> [WORK ITEM]: The expected output is the complete listing, unchanged.

> [DATA IN THIS EXERCISE]:
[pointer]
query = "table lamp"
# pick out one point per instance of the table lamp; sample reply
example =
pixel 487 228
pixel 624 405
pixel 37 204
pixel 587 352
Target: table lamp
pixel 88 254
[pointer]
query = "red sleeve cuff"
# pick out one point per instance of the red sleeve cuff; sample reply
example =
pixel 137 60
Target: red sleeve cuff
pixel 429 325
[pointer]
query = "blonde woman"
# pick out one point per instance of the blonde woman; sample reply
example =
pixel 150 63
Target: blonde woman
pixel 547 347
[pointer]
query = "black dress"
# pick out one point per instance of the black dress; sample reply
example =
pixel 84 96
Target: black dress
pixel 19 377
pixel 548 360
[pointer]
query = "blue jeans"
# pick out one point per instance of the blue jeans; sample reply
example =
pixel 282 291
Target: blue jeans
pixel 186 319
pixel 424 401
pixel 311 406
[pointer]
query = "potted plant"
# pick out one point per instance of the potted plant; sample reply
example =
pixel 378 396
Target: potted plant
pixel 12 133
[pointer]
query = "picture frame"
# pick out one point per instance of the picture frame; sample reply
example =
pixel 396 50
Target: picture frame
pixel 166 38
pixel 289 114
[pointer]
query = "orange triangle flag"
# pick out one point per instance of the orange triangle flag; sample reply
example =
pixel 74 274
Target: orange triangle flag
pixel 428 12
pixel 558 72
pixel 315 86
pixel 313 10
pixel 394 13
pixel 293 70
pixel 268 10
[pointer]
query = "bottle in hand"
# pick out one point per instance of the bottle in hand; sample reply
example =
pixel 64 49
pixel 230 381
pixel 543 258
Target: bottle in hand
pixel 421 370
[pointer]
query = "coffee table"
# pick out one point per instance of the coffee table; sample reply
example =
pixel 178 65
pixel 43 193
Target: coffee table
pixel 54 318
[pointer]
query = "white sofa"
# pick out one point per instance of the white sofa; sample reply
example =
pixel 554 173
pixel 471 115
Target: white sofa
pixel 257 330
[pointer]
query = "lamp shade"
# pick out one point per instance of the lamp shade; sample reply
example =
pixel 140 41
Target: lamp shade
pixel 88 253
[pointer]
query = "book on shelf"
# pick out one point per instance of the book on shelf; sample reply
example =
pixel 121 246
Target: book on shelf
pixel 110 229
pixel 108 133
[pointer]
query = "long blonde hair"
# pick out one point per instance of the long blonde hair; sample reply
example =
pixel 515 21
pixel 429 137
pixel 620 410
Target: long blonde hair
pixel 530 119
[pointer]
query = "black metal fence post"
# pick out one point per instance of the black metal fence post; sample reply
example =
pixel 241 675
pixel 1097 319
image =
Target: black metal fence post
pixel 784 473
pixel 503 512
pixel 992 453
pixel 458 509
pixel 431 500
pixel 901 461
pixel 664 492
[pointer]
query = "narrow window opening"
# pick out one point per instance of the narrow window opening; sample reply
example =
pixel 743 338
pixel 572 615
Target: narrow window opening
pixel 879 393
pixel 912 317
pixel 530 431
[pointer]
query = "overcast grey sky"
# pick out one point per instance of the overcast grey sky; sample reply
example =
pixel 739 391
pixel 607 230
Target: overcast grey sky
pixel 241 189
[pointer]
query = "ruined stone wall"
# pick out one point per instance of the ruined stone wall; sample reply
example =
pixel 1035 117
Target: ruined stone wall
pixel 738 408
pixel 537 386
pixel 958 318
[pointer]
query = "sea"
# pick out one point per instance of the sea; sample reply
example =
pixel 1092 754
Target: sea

> [WRITTEN SOLUTION]:
[pointer]
query = "table lamp"
# pick out one point per instance of the table lamp; sample reply
example =
pixel 487 228
pixel 624 405
pixel 37 204
pixel 587 352
Target: table lamp
pixel 88 254
[pointer]
query = "red sleeve cuff"
# pick out one point per instance of the red sleeve cuff; sample reply
example =
pixel 137 60
Target: red sleeve cuff
pixel 429 325
[pointer]
query = "blonde woman"
# pick out one point per instance of the blonde woman; sample reply
example =
pixel 150 63
Target: blonde woman
pixel 547 347
[pointer]
query = "black dress"
# pick out one point per instance of the black dress; sample reply
example =
pixel 84 96
Target: black dress
pixel 19 377
pixel 548 360
[pointer]
query = "blue jeans"
# pick out one point per instance of the blue jeans; sample reply
example =
pixel 282 291
Target: blue jeans
pixel 186 319
pixel 424 401
pixel 311 406
[pointer]
query = "potted plant"
# pick out one point per instance of the potted plant; sample reply
example =
pixel 378 396
Target: potted plant
pixel 12 133
[pointer]
query = "picture frame"
# pick out one point per instance of the picture frame; sample reply
example =
pixel 396 50
Target: picture frame
pixel 166 38
pixel 289 114
[pointer]
query = "orange triangle flag"
# pick out one point per instance of the orange triangle flag; sample reply
example =
pixel 74 274
Target: orange triangle flag
pixel 428 12
pixel 558 72
pixel 315 86
pixel 313 10
pixel 394 13
pixel 293 70
pixel 268 10
[pointer]
query = "bottle in hand"
# pick out one point per instance of the bottle in hand; sample reply
example =
pixel 64 49
pixel 230 381
pixel 543 258
Target: bottle in hand
pixel 421 370
[pointer]
query = "coffee table"
# pick out one point per instance of the coffee table; sample reply
example =
pixel 178 65
pixel 43 193
Target: coffee table
pixel 54 318
[pointer]
query = "white sofa"
# pick out one point per instance of the white sofa; sample reply
example =
pixel 554 173
pixel 471 115
Target: white sofa
pixel 257 330
[pointer]
query = "lamp shade"
# pick out one point per instance of the lamp shade; sample reply
example =
pixel 140 41
Target: lamp shade
pixel 88 253
[pointer]
query = "book on shelf"
# pick out one point per instance of the book on shelf; sample reply
example =
pixel 121 246
Target: book on shelf
pixel 110 229
pixel 108 133
[pointer]
query = "long blonde hair"
# pick out one point per instance of the long blonde hair; sample reply
example =
pixel 515 21
pixel 429 137
pixel 620 410
Target: long blonde hair
pixel 530 119
[pointer]
query = "black metal fence post"
# pick out one point per instance of the black metal fence post; sample reply
example =
pixel 241 675
pixel 1097 319
image =
Target: black metal fence post
pixel 784 473
pixel 503 512
pixel 992 453
pixel 458 509
pixel 431 500
pixel 901 461
pixel 664 492
[pointer]
query = "narrow window opening"
# pick out one point per instance of the narrow window opening; sample reply
example =
pixel 743 338
pixel 572 615
Target: narrow window opening
pixel 879 393
pixel 912 317
pixel 530 431
[pointer]
query = "overcast grey sky"
# pick out one point per instance of the overcast grey sky; sample reply
example =
pixel 739 391
pixel 607 230
Target: overcast grey sky
pixel 241 189
[pointer]
query = "ruined stone wall"
# pick out one point per instance of the ruined stone wall; sample reply
example =
pixel 1035 117
Target: ruined stone wall
pixel 738 408
pixel 537 386
pixel 958 318
[pointer]
query = "sea"
# pick out one point per instance of the sea; sample reply
example =
pixel 1092 754
Target: sea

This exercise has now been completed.